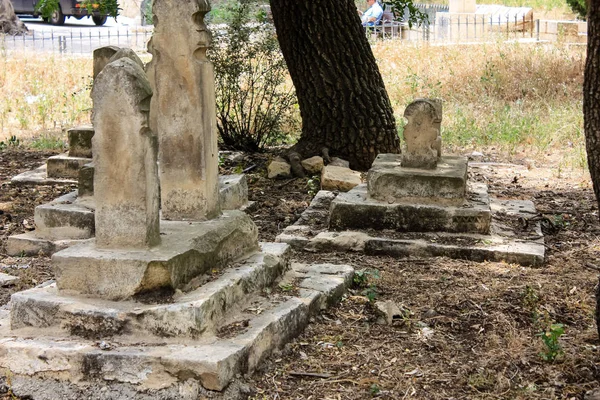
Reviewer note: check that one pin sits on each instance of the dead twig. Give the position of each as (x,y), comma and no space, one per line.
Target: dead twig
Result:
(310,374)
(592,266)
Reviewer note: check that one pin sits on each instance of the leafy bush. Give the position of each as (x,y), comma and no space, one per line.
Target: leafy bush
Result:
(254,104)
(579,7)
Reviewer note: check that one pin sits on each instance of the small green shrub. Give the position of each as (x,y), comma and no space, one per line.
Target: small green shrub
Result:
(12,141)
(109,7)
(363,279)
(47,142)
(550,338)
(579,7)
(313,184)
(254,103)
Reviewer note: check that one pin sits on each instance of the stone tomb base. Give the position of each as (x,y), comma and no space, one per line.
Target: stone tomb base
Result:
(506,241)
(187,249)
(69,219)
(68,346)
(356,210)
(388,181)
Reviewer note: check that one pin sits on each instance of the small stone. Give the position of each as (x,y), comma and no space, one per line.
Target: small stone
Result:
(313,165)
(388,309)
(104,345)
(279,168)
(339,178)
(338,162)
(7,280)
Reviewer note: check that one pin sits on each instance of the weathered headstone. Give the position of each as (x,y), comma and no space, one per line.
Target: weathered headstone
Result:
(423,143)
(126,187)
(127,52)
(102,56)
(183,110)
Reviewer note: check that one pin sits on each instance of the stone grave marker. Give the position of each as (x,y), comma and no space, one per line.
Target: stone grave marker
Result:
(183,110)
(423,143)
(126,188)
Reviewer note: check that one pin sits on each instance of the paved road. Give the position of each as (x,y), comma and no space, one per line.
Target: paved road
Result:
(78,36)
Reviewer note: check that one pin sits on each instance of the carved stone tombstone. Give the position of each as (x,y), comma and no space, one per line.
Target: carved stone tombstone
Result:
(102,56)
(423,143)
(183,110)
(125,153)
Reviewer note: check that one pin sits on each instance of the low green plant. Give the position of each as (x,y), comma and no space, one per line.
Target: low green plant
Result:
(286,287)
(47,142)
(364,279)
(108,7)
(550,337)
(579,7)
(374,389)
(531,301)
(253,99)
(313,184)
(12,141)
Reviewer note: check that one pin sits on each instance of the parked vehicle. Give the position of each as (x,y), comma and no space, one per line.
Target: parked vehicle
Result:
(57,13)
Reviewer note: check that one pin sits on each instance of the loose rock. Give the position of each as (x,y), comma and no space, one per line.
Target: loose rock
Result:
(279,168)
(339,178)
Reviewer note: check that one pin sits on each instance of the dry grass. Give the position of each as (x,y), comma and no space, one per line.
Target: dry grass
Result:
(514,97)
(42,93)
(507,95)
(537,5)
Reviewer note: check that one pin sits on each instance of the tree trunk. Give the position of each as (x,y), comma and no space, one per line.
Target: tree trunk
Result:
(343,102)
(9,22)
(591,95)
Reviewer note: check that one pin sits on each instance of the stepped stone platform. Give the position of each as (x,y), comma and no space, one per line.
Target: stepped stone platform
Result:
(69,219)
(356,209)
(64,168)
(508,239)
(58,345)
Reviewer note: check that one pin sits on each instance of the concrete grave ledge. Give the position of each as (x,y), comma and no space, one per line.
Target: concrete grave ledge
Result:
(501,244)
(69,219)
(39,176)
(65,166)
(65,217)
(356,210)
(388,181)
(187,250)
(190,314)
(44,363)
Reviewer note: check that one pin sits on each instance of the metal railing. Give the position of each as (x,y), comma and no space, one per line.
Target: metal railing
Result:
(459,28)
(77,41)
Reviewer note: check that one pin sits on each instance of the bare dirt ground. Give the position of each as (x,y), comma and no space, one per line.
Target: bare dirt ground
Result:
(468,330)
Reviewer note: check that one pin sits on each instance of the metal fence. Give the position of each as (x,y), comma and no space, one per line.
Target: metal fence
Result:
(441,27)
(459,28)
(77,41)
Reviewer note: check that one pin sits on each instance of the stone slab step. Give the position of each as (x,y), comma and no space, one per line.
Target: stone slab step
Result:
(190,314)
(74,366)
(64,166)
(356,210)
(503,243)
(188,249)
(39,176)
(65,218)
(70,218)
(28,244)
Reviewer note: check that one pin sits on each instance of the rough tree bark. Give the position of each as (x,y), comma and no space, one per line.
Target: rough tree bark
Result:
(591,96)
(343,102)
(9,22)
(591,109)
==
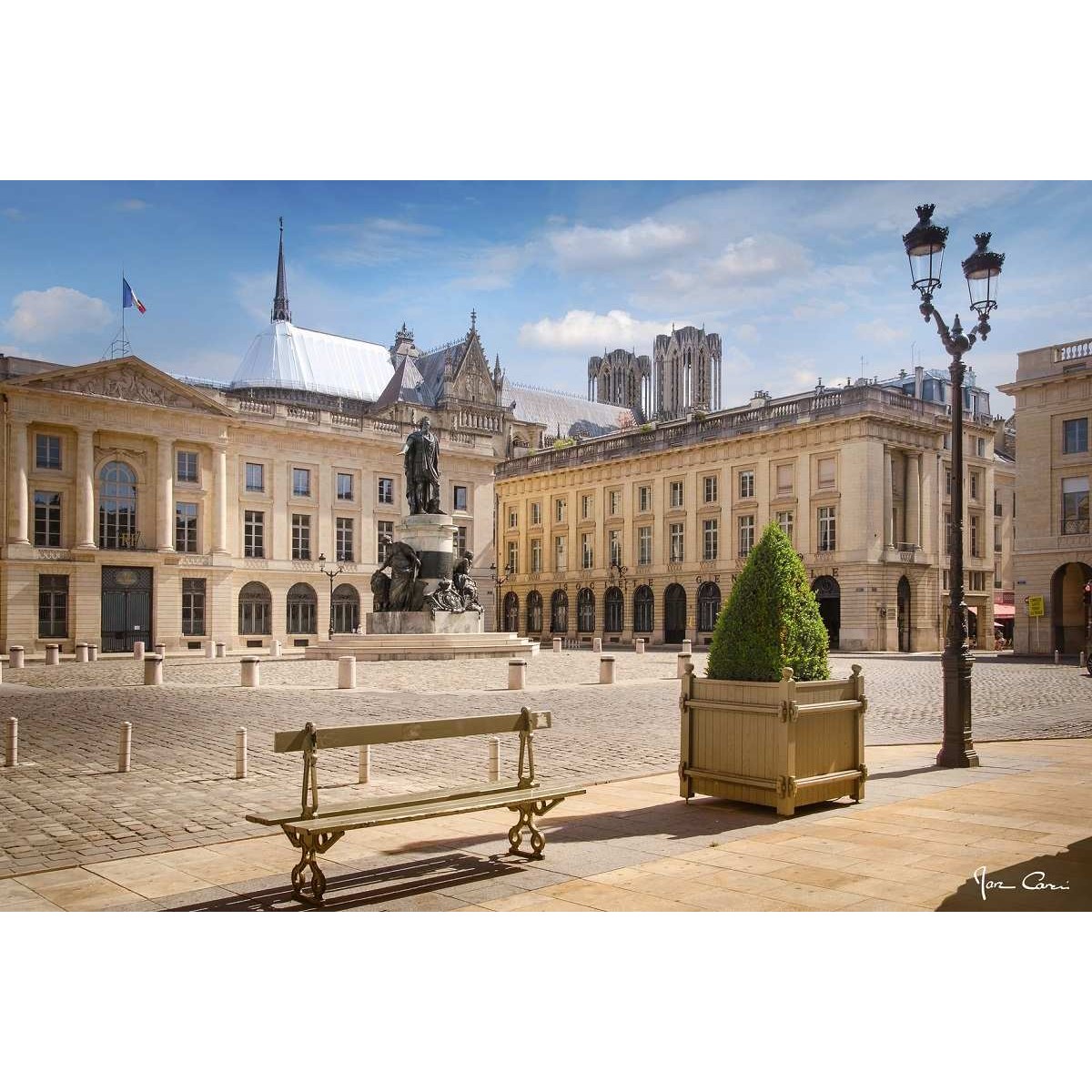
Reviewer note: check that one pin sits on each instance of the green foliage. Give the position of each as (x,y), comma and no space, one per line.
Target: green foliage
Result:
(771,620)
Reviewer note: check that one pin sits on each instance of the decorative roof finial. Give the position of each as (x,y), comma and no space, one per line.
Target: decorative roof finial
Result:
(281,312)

Requirement
Report, in full, each line of the data above that contains the word "platform".

Reply
Reviewer note: check that one pin sits on each instance of the stepped stone platform. Give the position of each as (x,y), comma and no space, one per line.
Target: stepped stone platform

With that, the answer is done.